<<<<

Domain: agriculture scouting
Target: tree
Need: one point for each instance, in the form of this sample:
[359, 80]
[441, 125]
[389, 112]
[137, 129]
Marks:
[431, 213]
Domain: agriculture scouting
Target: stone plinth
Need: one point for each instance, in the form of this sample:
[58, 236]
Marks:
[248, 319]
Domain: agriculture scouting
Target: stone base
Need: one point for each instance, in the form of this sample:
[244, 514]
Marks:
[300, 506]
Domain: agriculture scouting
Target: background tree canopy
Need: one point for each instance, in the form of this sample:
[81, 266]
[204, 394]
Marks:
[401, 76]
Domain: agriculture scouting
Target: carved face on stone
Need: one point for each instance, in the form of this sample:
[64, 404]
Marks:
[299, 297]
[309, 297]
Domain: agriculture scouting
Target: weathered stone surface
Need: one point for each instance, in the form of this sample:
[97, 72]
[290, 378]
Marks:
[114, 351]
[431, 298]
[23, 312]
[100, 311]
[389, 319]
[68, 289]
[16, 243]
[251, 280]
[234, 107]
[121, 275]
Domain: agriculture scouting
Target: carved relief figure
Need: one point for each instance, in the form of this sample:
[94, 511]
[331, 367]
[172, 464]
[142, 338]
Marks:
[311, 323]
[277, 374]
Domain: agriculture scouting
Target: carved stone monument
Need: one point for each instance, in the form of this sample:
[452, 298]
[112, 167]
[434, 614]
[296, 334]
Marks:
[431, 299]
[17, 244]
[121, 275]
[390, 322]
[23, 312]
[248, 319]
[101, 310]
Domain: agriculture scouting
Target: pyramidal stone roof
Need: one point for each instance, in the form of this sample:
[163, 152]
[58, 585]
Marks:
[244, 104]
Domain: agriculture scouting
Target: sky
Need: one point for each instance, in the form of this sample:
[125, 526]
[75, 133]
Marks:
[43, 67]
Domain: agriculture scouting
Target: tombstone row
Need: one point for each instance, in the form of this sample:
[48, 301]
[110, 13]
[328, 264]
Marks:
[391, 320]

>>>>

**WHAT THE EXERCISE ASKS:** Print the listing above in full, exactly as it is.

**SOLUTION FOR THIS EXERCISE:**
Domain: agriculture scouting
Target: tree
Need: one point for each instance, in the form of this sample:
[359, 80]
[441, 125]
[389, 112]
[137, 129]
Marks:
[431, 213]
Domain: agriculture scouting
Target: stone plinth
Need: one point for each instance, in the form of this sample:
[58, 236]
Marks:
[248, 319]
Domain: agriculture scouting
Target: stone base
Need: one point for each instance, in the form of this sample:
[244, 514]
Marks:
[300, 506]
Domain: agriculture scouting
Target: background tree canopy
Need: one point for each instance, in the form of this sample:
[81, 266]
[204, 394]
Marks:
[401, 76]
Domain: agriculture scouting
Target: carved face on stone
Need: one point for each instance, in the form of this sample:
[64, 404]
Marks:
[299, 297]
[309, 297]
Domain: agriculture scouting
Target: weathered stone surface
Need: one point for each instance, in the form of this sample:
[97, 72]
[290, 378]
Marks:
[114, 351]
[431, 298]
[23, 312]
[100, 311]
[389, 319]
[68, 289]
[16, 243]
[251, 280]
[234, 107]
[121, 275]
Domain: agriculture scouting
Target: carved relief figure
Need: one point for each instance, in the form of this sample:
[94, 511]
[331, 367]
[172, 464]
[142, 338]
Marks:
[311, 323]
[277, 374]
Domain: agriculture scouting
Target: carved stone monument
Need: one point for each instance, in the form of this sample:
[452, 298]
[112, 167]
[434, 614]
[296, 334]
Marks:
[431, 299]
[17, 244]
[121, 275]
[390, 322]
[23, 312]
[248, 319]
[101, 310]
Domain: agriculture scouting
Target: pyramidal stone roof
Need: one point for each instance, in the form of this sample:
[163, 152]
[58, 585]
Marks:
[244, 104]
Domain: agriculture scouting
Target: sky
Need: one point for each instance, in the form of this sample:
[125, 526]
[75, 133]
Marks:
[43, 67]
Domain: agriculture scouting
Target: tombstone row
Need: one point for each instance, in the form of this sample:
[48, 301]
[110, 13]
[328, 264]
Marks:
[391, 320]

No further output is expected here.